# Requirements
Pull out each line below that contains the word "hull". Copy those lines only.

-- START Records shown --

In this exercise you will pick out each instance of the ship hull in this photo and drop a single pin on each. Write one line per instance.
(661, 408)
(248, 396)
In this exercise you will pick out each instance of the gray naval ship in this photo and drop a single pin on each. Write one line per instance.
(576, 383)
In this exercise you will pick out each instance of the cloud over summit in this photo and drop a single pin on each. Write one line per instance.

-- END Records shown --
-- START Records shown --

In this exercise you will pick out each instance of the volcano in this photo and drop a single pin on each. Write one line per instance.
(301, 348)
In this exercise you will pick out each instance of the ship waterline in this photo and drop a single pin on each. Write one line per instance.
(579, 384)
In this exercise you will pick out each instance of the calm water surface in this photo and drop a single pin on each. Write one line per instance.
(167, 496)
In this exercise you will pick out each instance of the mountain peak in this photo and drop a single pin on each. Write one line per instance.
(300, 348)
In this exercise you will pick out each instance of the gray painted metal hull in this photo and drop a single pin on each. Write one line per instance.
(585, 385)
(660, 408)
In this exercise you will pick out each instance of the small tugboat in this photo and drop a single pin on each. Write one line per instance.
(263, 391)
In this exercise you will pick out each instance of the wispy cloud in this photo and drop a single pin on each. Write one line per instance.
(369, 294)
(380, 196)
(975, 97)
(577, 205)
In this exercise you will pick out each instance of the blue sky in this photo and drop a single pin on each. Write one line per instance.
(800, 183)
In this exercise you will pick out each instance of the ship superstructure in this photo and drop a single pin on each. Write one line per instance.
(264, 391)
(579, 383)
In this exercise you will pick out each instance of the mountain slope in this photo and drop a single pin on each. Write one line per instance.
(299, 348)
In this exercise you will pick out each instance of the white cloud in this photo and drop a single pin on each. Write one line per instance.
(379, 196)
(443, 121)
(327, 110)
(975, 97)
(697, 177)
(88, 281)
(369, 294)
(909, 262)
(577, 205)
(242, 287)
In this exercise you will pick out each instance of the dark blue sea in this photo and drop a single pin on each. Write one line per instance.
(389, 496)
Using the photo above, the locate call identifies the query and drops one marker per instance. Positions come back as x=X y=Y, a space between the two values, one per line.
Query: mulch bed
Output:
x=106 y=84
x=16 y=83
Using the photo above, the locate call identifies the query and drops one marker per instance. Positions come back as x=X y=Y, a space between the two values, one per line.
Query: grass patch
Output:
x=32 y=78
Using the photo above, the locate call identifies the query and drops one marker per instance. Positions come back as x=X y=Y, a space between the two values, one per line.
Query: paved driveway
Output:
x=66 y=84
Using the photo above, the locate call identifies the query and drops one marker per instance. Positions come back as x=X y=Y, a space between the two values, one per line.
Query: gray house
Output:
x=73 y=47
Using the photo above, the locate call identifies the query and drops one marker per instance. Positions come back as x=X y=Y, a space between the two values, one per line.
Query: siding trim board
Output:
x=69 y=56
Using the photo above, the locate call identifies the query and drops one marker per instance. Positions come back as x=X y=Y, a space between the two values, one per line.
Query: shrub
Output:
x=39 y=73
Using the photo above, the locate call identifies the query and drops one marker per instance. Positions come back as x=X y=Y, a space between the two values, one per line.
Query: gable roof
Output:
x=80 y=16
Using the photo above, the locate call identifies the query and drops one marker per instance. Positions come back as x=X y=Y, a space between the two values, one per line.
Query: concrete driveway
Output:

-- END Records shown --

# Answer to the problem
In this exercise you will pick out each instance of the ship hull in this photo and drop a single pin on each. Write one line per instance.
In this exercise you will pick out each instance of the gray painted metal hull in this photo and drop a single pin on each. Write one line per instance.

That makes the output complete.